-- begin --

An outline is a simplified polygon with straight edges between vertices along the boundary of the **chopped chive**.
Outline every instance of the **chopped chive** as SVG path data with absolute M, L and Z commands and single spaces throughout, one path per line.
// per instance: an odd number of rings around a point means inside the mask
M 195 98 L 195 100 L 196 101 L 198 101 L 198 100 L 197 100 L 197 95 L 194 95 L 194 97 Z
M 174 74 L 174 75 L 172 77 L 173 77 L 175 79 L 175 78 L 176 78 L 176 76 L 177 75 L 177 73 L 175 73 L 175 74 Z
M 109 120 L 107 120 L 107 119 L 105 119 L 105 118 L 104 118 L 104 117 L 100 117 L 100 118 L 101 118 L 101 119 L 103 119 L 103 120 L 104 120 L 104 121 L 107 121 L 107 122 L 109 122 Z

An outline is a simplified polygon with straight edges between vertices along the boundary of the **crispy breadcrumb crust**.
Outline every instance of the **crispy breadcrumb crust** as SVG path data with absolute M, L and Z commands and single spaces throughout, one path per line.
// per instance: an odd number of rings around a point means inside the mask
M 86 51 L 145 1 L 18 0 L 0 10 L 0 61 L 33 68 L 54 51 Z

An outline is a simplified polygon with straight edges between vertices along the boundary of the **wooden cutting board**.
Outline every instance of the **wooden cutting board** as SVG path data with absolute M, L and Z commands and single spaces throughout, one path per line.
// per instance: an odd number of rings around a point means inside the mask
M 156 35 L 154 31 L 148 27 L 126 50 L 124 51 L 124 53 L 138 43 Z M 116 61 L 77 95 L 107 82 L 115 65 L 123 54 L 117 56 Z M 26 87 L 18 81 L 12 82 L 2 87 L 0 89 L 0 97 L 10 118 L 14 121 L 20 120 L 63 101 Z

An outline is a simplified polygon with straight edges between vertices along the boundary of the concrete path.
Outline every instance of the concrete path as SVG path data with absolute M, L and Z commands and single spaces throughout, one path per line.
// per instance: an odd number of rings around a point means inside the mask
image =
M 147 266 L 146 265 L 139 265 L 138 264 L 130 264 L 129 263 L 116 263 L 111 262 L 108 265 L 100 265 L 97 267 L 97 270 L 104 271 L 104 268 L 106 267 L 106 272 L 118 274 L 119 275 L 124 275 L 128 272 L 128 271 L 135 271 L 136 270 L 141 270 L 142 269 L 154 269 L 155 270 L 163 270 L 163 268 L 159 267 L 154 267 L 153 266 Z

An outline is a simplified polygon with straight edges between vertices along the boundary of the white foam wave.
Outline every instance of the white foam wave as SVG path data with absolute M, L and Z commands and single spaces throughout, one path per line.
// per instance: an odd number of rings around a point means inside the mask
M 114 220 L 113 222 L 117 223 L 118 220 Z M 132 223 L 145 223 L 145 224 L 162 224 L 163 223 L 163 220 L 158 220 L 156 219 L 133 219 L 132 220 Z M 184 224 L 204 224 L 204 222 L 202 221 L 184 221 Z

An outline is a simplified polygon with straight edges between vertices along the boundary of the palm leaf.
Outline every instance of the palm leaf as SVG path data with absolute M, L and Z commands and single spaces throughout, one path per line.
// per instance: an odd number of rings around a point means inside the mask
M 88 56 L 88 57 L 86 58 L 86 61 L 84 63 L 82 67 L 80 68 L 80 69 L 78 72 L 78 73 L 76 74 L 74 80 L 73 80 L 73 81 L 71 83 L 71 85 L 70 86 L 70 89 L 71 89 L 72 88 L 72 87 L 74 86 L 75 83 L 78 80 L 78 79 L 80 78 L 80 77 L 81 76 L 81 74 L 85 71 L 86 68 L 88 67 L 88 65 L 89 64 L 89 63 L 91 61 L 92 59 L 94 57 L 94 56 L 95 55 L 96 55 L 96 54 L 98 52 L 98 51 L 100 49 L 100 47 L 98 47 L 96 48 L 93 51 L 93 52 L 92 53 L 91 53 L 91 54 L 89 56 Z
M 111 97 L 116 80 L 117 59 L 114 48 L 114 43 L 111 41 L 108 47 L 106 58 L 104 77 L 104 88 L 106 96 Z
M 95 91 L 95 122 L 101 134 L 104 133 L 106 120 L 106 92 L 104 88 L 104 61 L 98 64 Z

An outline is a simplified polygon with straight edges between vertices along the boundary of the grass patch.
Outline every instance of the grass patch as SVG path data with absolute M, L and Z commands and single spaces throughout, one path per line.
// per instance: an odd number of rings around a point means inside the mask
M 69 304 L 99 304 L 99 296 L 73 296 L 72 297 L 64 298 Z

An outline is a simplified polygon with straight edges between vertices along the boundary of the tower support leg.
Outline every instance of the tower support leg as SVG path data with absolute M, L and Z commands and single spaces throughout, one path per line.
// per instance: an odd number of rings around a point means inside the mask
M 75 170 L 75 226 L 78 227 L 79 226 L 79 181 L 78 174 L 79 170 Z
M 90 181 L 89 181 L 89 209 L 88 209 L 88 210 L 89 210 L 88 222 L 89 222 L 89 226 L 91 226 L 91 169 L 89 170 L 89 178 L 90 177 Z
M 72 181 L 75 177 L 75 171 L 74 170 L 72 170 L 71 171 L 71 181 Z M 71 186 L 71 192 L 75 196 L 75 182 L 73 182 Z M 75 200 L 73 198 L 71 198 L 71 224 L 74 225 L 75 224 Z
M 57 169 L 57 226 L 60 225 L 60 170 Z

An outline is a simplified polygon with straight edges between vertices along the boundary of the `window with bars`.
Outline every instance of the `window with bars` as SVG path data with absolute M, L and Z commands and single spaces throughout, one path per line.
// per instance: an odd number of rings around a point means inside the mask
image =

-- end --

= SHORT PROBLEM =
Output every line of the listing above as a JSON list of strings, with one string per line and blank lines left out.

= COMPLETE RESPONSE =
[
  "An outline is a simplified polygon with straight edges between vertices along the boundary of the **chopped chive**.",
  "Outline every instance of the **chopped chive** as SVG path data with absolute M, L and Z commands and single spaces throughout, one path per line.",
  "// per instance: an odd number of rings around a point means inside the mask",
  "M 195 98 L 195 100 L 196 101 L 198 101 L 198 100 L 197 100 L 197 95 L 194 95 L 194 97 Z",
  "M 174 74 L 174 75 L 172 77 L 173 77 L 175 79 L 175 78 L 176 78 L 176 76 L 177 75 L 177 73 L 175 73 L 175 74 Z",
  "M 109 120 L 107 120 L 107 119 L 105 119 L 105 118 L 104 118 L 104 117 L 100 117 L 100 118 L 101 118 L 101 119 L 103 119 L 103 120 L 104 120 L 104 121 L 107 121 L 107 122 L 109 122 Z",
  "An outline is a simplified polygon with straight edges between vertices along the boundary of the **crispy breadcrumb crust**.",
  "Outline every instance of the **crispy breadcrumb crust** as SVG path data with absolute M, L and Z commands and single spaces throughout, one path per line.",
  "// per instance: an odd number of rings around a point means inside the mask",
  "M 86 51 L 145 1 L 18 0 L 0 10 L 0 61 L 33 68 L 54 51 Z",
  "An outline is a simplified polygon with straight edges between vertices along the boundary of the **wooden cutting board**.",
  "Outline every instance of the **wooden cutting board** as SVG path data with absolute M, L and Z commands and single spaces throughout, one path per line.",
  "// per instance: an odd number of rings around a point means inside the mask",
  "M 156 35 L 154 31 L 148 27 L 126 50 L 124 51 L 124 53 L 138 43 Z M 116 61 L 77 95 L 107 82 L 115 65 L 123 54 L 117 56 Z M 26 87 L 18 81 L 12 82 L 2 87 L 0 89 L 0 97 L 10 118 L 14 121 L 20 120 L 63 101 Z",
  "An outline is a simplified polygon with straight edges between vertices along the boundary of the concrete path.",
  "Outline every instance of the concrete path as SVG path data with absolute M, L and Z commands and single spaces throughout, one path per line.",
  "// per instance: an odd number of rings around a point means inside the mask",
  "image =",
  "M 147 266 L 146 265 L 139 265 L 138 264 L 130 264 L 129 263 L 116 263 L 111 262 L 108 265 L 100 265 L 97 267 L 97 270 L 104 271 L 104 268 L 106 267 L 106 272 L 118 274 L 119 275 L 124 275 L 128 272 L 128 271 L 135 271 L 136 270 L 141 270 L 142 269 L 154 269 L 155 270 L 163 270 L 163 268 L 159 267 L 154 267 L 153 266 Z",
  "An outline is a simplified polygon with straight edges between vertices along the boundary of the white foam wave.",
  "Outline every instance of the white foam wave as SVG path data with absolute M, L and Z commands and single spaces throughout, one path per line.",
  "// per instance: an odd number of rings around a point means inside the mask",
  "M 114 220 L 113 222 L 117 223 L 118 220 Z M 132 223 L 145 223 L 145 224 L 162 224 L 163 223 L 163 220 L 158 220 L 156 219 L 133 219 L 132 220 Z M 184 224 L 204 224 L 204 222 L 202 221 L 184 221 Z",
  "An outline is a simplified polygon with straight edges between vertices along the boundary of the palm leaf.",
  "Outline every instance of the palm leaf as SVG path data with absolute M, L and Z commands and single spaces throughout, one path per line.",
  "// per instance: an odd number of rings around a point means inside the mask",
  "M 88 56 L 88 57 L 86 58 L 86 61 L 84 63 L 82 67 L 80 68 L 80 69 L 78 72 L 78 73 L 76 74 L 74 80 L 73 80 L 73 81 L 71 83 L 71 85 L 70 86 L 70 89 L 71 89 L 72 88 L 72 87 L 74 86 L 75 83 L 78 80 L 78 79 L 80 78 L 80 77 L 81 76 L 81 74 L 85 71 L 86 68 L 88 67 L 88 65 L 89 64 L 89 63 L 91 61 L 92 59 L 94 57 L 94 56 L 95 55 L 96 55 L 96 54 L 98 52 L 98 51 L 100 49 L 100 47 L 98 47 L 96 48 L 93 51 L 93 52 L 92 53 L 91 53 L 91 54 L 89 56 Z",
  "M 111 97 L 116 80 L 117 59 L 114 48 L 114 43 L 111 41 L 108 47 L 106 58 L 104 77 L 104 88 L 106 96 Z",
  "M 95 91 L 95 122 L 101 134 L 104 133 L 106 120 L 106 92 L 104 88 L 104 61 L 98 64 Z",
  "An outline is a simplified polygon with straight edges between vertices along the boundary of the grass patch.",
  "Outline every instance of the grass patch as SVG path data with absolute M, L and Z commands and single spaces throughout, one path per line.",
  "// per instance: an odd number of rings around a point means inside the mask",
  "M 69 304 L 99 304 L 99 296 L 73 296 L 72 297 L 64 298 Z",
  "An outline is a simplified polygon with straight edges between vertices along the boundary of the tower support leg.",
  "Outline every instance of the tower support leg as SVG path data with absolute M, L and Z commands and single spaces throughout, one path per line.",
  "// per instance: an odd number of rings around a point means inside the mask",
  "M 75 170 L 75 226 L 78 227 L 79 226 L 79 181 L 78 174 L 79 170 Z",
  "M 90 181 L 89 181 L 89 209 L 88 209 L 88 210 L 89 210 L 88 222 L 89 222 L 89 226 L 91 226 L 91 169 L 89 170 L 89 178 L 90 177 Z",
  "M 72 181 L 75 177 L 75 171 L 74 170 L 72 170 L 71 171 L 71 181 Z M 71 186 L 71 192 L 75 196 L 75 182 L 73 182 Z M 75 200 L 73 198 L 71 198 L 71 224 L 74 225 L 75 224 Z",
  "M 57 169 L 57 226 L 60 225 L 60 170 Z",
  "An outline is a simplified polygon with straight edges between vertices along the boundary of the `window with bars`.",
  "Outline every instance of the `window with bars` as SVG path data with absolute M, L and Z commands and single spaces throughout, one path per line.",
  "// per instance: an odd number of rings around a point means inside the mask",
  "image ="
]